Written problem
Render the stretch of records from the line containing "Practice. Point out each instance of the rough" through the line containing "pixel 690 429" as a Markdown table with the columns Row and Content. Give each non-blank line its own numbered row.

Input records
═══

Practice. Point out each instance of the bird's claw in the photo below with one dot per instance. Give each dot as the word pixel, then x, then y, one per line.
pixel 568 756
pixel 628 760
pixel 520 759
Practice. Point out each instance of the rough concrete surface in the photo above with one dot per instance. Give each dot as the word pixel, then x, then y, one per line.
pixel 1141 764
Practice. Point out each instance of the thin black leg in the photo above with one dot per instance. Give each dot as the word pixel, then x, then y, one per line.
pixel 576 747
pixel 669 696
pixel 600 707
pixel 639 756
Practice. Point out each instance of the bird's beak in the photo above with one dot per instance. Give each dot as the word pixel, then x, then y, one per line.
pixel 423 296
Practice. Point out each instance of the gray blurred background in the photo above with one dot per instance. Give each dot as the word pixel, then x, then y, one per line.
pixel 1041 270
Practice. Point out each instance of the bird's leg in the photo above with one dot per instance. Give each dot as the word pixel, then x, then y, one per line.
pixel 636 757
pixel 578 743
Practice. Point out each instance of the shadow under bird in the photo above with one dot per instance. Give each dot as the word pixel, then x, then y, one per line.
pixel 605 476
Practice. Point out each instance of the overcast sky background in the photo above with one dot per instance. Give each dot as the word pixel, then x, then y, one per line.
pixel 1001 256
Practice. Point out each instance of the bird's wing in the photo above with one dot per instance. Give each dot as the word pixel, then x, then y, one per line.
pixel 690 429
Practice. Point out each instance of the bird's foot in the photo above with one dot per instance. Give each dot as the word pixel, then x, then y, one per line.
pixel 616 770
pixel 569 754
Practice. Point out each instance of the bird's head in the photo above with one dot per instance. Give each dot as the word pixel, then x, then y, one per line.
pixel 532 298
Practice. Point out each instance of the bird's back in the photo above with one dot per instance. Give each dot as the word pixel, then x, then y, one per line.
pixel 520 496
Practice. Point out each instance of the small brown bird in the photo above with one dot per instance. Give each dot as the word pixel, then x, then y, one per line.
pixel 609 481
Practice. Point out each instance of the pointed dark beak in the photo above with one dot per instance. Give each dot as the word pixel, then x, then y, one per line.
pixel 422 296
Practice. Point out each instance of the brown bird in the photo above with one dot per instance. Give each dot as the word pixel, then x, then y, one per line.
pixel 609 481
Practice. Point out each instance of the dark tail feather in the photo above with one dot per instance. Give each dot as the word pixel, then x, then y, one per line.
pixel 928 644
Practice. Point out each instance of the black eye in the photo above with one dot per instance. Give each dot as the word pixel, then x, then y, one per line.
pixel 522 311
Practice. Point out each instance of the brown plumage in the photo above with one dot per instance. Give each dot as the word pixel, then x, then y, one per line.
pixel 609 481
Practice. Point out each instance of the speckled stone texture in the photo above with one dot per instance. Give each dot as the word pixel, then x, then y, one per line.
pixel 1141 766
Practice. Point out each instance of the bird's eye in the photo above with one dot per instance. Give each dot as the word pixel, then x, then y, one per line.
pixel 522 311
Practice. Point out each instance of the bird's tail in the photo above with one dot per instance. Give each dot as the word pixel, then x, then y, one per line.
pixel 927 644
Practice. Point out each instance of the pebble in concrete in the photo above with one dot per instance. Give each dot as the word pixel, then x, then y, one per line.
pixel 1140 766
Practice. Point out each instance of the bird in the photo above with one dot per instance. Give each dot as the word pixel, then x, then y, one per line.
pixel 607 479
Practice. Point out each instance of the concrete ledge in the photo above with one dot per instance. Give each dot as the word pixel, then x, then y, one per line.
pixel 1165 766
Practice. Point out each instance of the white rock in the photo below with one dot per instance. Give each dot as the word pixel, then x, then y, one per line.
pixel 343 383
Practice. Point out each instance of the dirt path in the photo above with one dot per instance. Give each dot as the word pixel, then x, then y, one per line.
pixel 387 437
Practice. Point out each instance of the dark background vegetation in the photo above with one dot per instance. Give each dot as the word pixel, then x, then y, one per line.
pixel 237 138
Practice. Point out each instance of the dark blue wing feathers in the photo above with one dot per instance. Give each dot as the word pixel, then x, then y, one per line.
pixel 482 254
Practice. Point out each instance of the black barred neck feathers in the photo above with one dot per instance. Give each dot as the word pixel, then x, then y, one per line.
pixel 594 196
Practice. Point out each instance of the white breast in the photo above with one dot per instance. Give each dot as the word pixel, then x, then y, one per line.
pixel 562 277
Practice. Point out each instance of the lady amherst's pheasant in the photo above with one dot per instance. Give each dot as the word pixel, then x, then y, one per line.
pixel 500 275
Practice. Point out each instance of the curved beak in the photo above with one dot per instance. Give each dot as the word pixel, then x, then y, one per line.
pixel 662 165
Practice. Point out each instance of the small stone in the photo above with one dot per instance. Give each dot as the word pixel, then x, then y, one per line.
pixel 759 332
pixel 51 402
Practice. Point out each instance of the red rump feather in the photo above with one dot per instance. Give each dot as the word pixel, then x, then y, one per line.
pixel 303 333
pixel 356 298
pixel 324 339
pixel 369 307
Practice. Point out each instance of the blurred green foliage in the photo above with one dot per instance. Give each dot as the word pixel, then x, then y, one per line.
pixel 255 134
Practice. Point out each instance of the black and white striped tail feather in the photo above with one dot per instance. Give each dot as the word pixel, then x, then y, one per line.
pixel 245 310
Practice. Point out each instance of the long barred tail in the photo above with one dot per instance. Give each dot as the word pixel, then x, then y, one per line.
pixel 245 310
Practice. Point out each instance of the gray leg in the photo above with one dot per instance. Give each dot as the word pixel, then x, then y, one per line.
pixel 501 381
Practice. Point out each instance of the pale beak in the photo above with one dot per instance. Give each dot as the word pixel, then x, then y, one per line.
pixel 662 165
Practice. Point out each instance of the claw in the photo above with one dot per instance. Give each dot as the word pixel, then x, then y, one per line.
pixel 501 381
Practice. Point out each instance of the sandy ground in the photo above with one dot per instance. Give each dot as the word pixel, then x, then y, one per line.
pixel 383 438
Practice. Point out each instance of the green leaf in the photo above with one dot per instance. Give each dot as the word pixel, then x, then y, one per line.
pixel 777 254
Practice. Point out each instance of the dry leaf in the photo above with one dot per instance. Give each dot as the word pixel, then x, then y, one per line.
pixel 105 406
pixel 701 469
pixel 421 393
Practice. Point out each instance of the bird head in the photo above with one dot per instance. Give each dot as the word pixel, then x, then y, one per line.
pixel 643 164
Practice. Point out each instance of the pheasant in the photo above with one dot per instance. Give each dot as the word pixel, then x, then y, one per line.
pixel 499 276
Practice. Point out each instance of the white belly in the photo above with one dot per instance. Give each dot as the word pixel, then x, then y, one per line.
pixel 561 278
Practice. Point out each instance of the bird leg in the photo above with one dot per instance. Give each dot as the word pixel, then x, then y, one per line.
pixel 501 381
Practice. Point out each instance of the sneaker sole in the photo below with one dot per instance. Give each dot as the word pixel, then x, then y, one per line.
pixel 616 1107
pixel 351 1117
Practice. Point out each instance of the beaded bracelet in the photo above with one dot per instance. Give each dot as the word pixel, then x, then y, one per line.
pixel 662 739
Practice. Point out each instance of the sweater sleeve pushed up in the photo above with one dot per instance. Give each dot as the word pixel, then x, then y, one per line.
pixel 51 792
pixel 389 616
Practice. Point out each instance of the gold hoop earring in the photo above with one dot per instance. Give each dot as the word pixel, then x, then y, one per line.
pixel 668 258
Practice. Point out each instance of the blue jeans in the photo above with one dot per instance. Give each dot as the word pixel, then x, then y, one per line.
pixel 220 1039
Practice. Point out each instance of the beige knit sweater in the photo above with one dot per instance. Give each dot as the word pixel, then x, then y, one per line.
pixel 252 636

═══

Final result
| Row | Content |
|---|---|
| 1 | Practice. Point out each instance of the rough concrete surface in the photo above with one dot per instance. Give each dot as the word pixel, then x, then y, one per line. |
| 2 | pixel 1141 764 |
| 3 | Practice. Point out each instance of the thin black leg in the photo above with one dot per instance. Give each dot as the word pixel, then x, then y, one per line. |
| 4 | pixel 576 747 |
| 5 | pixel 669 696 |
| 6 | pixel 600 707 |
| 7 | pixel 639 756 |
| 8 | Practice. Point out each instance of the bird's beak in the photo above with one dot per instance. Give each dot as the word pixel, then x, then y, one per line. |
| 9 | pixel 423 296 |
| 10 | Practice. Point out each instance of the gray blurred background in the photo above with one dot per instance. Give each dot as the word pixel, then x, then y, one per line. |
| 11 | pixel 1041 270 |
| 12 | Practice. Point out each instance of the bird's leg in the photo above with one dot per instance. Give each dot as the word pixel, then x, then y, one per line. |
| 13 | pixel 636 757 |
| 14 | pixel 578 743 |
| 15 | Practice. Point out each instance of the shadow under bird in the photo above with one dot per instance. Give each dot as the word pixel, then x, then y, one per line. |
| 16 | pixel 605 476 |
| 17 | Practice. Point out each instance of the overcast sky background in the photo above with one dot per instance. Give each dot as the word pixel, then x, then y, one per line. |
| 18 | pixel 1001 256 |
| 19 | Practice. Point out each instance of the bird's wing in the photo above with one dot per instance. Give each dot as the word pixel, then x, then y, one per line. |
| 20 | pixel 690 429 |